THE REQUEST: Could you write out every line of the records below again, requests included, with each coordinate in the answers shifted up by 33? Leave the pictures out.

-- DATA SHOWN start --

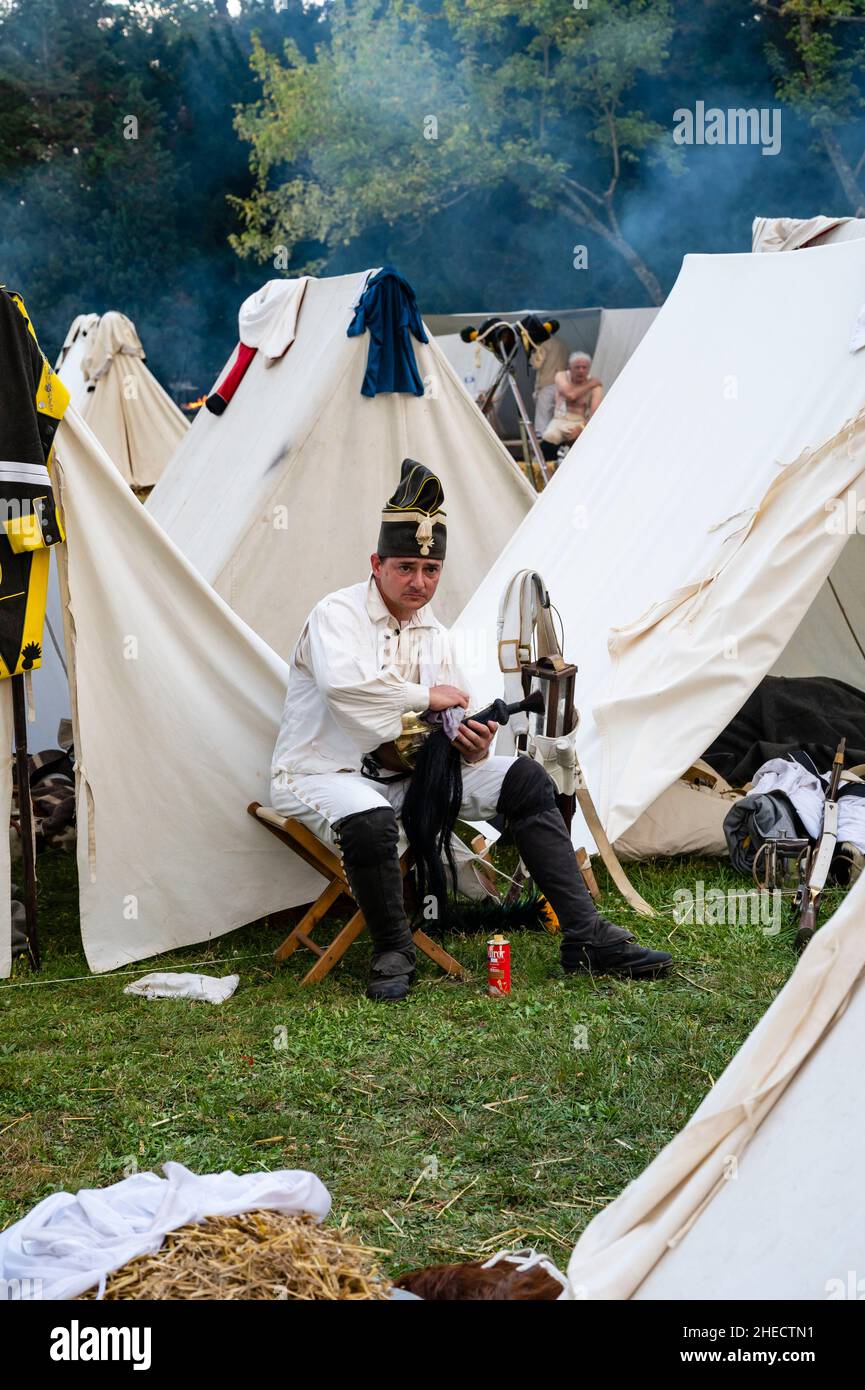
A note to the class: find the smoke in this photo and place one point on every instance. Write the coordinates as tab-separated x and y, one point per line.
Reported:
142	227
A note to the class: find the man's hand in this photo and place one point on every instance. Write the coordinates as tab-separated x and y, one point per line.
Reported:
445	697
473	740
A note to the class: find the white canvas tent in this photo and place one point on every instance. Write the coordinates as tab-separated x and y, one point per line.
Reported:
175	713
693	544
687	540
103	367
760	1194
276	501
102	363
789	234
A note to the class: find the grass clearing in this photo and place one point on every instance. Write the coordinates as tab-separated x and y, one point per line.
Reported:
444	1127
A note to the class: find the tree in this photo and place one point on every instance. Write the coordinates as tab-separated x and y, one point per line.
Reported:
410	109
818	68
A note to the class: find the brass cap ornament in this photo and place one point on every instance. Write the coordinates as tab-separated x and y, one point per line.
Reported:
412	521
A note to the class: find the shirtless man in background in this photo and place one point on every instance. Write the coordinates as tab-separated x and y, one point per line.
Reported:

-- DATA SHOWN end --

COMPLETED EXERCISE:
A note to the class: find the smoke in this photo and place one point on every instance. Write the coordinates as tab-separated x and y, one point per line.
Reported:
175	260
A note to the class: find the man's hand in this photo and place one point on every instance. Write the coordinates as tab-separated x and y, one point per line.
Reported:
478	730
506	773
A note to the class: find the white canvas tent in this photo and place one point on every instance. Write the coordinates as tab-separated x and y, one point per line.
Reported:
208	746
726	577
720	573
136	400
793	1227
309	534
135	396
822	267
A note to the class: find the grass clearing in this photo and place one point on every instance. Write the coordinates as tab-separated x and y, one point per line.
Reported:
477	1160
A note to the class: find the tree in this photo and place one point on every instance. Write the coordinates as tab-separated x and y, one point per line.
Reported:
443	142
851	101
A note to the class: find the brass cap ornament in this photo and place one point on every instance. Write the coordinates as tab-separated x and y, one point per line.
Reported:
445	554
A note to the class: find the shirtless man in background in this photo and place one point on every instance. Write the coordinates as tab-separated x and y, one point per line.
Reported:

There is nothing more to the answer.